▶ **Problem to solve**
The lines from the one with "of the white" through the last line below are to be copied exactly; no other lines are to be returned.

(Data excerpts)

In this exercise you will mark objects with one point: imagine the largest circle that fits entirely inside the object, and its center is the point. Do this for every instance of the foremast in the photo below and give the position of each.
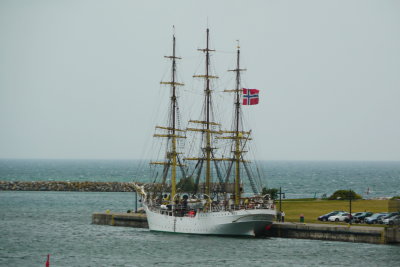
(172, 154)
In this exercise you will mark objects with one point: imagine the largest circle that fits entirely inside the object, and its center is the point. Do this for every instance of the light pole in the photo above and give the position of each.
(280, 202)
(350, 196)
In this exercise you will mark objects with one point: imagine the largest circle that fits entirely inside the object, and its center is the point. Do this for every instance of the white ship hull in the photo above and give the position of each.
(251, 222)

(End Data excerpts)

▶ **Answer to the problem**
In this exercise you will mark objects with one point: imagine the largest circle that fits entirely inside the object, and its center is the point. Do this for every instance of the white ship hull in the photo above and give the position of each.
(251, 222)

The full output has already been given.